═════ Page excerpt

There is no secret that one of the main components of the Accountable Care Act is to reduce the cost of healthcare by reducing avoidable hospital admissions. These avoidable admissions include preventable re-hospitalizations for complications that should be able to be foreseen and mitigated, as well as for admissions for ambulatory sensitive conditions that could be managed as an outpatient. There can be no argument that this objective is getting us where we need to be as a country -- reduced healthcare costs and fewer complications of hospitalization.
The challenge is that hospitals are expensive entities to manage, and they come with tremendously high operating costs and debt structures as they have been keeping up with technology advances and information management infrastructure. These costs require the cash flow from inpatient activity with a healthy revenue margin-- a much healthier margin than the ambulatory care that is sought after under the Affordable Care Act. With an estimated 25 to 30% of admissions being avoidable, you can see the significant impact this initiative will have on the bottom line of hospitals.

══════════
═════ Given data

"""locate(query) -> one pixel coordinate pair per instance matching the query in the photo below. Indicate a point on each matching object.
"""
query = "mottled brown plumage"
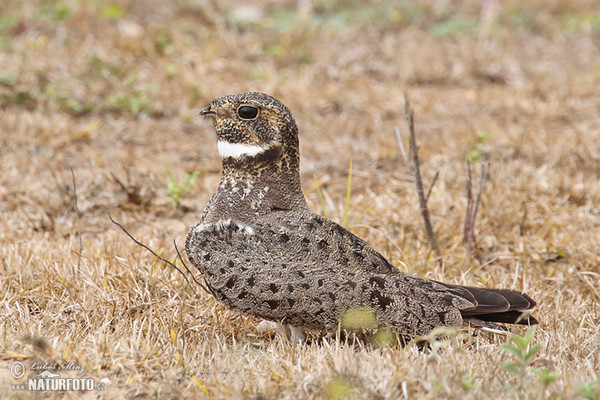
(262, 251)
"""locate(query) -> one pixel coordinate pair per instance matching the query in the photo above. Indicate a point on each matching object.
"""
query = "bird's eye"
(247, 112)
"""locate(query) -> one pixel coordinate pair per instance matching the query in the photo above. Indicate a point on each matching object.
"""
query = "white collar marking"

══════════

In the text on avoidable hospital admissions, what share of admissions is estimated to be avoidable?

An estimated 25 to 30%.